→ EXCERPTED DATA:
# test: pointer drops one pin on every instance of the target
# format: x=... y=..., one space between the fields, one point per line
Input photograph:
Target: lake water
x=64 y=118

→ PROBLEM TO WORK ON:
Lay out the items above as a two-column CSV with the headers item_text and answer, one row per item. Put each field in double quotes and turn any line breaks within a field into spaces.

→ SOLUTION TO THIS PROBLEM:
item_text,answer
"# test: pointer drops one pin on every instance of the target # format: x=... y=..., one space between the fields, one point per line Input photograph: Target: lake water","x=64 y=118"